WHAT THE TASK ASKS: Select from the records below every line that has the word "tower" in it.

Dataset entries:
+ + +
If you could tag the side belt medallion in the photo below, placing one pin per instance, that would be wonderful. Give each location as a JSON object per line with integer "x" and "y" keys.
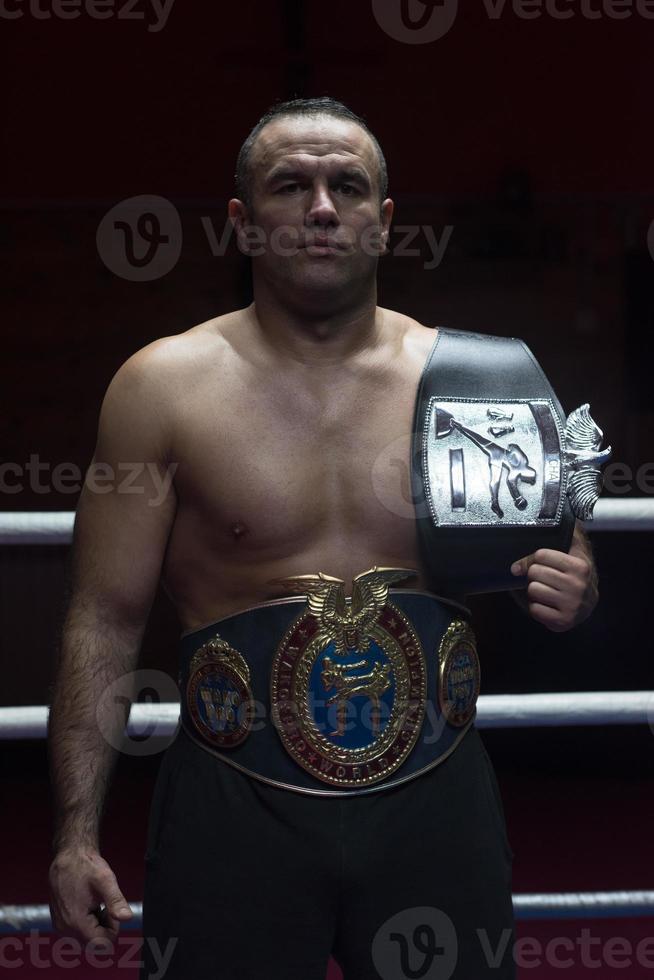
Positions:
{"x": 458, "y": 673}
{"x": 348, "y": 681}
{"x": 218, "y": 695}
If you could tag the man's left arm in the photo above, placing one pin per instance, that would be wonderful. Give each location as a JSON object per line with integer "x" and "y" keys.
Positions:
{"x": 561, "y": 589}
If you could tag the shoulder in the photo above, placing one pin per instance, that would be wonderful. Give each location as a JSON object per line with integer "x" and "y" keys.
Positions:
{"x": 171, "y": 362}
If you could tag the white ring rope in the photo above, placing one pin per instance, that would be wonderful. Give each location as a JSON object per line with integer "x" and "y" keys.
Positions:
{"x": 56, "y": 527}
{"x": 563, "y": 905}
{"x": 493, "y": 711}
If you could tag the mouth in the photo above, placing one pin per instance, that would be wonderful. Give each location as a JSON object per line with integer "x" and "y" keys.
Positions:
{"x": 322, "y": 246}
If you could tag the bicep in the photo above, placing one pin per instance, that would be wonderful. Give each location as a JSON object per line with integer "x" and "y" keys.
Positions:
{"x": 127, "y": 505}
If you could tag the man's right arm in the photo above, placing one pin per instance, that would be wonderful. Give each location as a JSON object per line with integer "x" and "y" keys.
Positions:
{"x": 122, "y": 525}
+ + +
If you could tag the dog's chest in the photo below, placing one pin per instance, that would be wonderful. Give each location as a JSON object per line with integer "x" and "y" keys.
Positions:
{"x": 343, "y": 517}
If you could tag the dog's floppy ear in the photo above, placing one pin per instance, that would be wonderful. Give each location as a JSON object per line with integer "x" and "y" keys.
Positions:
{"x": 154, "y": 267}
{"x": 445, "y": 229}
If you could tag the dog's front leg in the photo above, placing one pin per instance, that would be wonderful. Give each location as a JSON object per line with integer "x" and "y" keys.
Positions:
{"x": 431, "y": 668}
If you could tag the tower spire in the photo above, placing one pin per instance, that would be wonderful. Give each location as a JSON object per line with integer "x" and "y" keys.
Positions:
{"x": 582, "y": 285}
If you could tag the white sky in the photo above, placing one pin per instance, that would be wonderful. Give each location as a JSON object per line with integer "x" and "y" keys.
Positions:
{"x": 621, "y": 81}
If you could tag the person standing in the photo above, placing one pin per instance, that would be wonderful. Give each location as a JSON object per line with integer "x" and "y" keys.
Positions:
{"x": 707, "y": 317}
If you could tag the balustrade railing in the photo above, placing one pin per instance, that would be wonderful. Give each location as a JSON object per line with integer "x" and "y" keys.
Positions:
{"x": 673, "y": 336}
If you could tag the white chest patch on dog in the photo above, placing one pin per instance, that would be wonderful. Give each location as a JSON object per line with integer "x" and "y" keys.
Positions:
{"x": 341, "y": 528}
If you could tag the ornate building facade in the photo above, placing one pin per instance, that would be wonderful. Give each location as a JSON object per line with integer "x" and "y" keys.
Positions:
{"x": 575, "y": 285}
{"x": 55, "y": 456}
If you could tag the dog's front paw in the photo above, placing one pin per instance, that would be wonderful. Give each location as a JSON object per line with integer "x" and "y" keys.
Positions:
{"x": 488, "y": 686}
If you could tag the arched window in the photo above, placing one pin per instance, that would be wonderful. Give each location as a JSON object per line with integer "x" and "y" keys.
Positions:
+ + +
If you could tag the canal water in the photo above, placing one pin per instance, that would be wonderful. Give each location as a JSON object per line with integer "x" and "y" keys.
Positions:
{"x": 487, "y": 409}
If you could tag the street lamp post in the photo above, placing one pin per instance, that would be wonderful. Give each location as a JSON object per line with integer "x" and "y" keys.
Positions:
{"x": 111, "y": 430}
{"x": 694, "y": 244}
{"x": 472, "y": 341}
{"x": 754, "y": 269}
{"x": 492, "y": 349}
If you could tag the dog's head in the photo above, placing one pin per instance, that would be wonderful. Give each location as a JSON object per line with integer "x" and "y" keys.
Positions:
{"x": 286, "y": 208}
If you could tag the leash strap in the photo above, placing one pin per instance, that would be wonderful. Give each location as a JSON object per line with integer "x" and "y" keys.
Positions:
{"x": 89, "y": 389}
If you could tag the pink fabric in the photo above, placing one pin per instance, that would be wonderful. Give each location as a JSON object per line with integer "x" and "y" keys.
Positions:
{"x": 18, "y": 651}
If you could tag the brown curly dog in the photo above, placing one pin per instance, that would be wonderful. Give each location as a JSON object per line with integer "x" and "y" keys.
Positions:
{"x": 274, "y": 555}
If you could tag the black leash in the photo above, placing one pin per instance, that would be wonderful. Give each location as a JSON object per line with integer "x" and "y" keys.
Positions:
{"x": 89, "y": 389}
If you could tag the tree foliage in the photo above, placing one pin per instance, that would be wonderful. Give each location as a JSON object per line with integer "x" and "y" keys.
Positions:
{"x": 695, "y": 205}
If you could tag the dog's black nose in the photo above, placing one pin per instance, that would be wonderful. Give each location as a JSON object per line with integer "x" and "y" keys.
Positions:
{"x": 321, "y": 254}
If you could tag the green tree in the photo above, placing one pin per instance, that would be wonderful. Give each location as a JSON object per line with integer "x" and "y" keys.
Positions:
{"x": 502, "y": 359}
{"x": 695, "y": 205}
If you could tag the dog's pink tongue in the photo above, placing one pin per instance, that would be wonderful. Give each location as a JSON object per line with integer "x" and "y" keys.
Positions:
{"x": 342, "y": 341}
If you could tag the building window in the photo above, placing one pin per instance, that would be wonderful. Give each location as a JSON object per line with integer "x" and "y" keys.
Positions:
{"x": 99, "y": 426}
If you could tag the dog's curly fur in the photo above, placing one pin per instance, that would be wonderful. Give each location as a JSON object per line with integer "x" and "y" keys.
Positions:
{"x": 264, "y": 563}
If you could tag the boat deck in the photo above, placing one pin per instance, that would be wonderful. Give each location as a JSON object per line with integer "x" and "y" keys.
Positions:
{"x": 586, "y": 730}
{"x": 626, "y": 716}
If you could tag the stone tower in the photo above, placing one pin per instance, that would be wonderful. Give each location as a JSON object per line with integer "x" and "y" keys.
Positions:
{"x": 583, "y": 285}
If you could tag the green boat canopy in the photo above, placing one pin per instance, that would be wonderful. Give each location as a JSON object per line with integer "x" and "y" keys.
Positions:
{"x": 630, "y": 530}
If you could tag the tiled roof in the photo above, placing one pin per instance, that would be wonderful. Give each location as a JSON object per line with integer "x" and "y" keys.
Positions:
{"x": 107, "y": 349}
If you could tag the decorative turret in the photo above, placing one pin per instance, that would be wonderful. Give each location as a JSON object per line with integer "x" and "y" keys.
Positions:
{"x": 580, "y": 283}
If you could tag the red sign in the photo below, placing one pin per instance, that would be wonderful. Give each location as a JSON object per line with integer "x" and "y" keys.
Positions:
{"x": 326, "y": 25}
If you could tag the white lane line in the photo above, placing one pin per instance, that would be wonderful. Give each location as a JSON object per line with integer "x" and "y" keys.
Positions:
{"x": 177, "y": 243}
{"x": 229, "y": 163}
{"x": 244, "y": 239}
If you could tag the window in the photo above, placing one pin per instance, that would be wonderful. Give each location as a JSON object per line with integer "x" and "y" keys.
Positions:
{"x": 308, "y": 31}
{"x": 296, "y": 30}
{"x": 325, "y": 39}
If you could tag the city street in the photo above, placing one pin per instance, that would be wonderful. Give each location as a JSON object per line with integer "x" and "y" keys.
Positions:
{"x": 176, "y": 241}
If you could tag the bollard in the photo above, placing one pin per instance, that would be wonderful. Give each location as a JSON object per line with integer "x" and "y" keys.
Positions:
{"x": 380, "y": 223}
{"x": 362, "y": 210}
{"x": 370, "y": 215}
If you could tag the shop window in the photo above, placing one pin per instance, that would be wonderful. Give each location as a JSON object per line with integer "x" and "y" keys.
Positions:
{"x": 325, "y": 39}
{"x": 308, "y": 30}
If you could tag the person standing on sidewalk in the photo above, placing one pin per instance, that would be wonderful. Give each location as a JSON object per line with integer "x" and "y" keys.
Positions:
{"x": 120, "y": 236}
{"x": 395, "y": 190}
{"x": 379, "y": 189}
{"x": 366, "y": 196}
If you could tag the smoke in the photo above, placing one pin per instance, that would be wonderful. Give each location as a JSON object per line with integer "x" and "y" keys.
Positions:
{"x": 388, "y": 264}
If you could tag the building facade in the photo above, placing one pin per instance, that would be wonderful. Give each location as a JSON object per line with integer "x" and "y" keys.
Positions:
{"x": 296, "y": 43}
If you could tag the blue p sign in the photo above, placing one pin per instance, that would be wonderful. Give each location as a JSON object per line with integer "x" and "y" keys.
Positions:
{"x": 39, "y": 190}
+ + +
ANSWER FOR THE TASK:
If you could tag the tower spire in the photo above, placing one pin per instance, that would be wonderful. Give each location as a JSON object per line with integer "x" and "y" keys.
If you could tag the stone tower in the photo above, placing one pin per instance, that would be wonderful. Give each location as a JSON object per line with integer "x" and "y" keys.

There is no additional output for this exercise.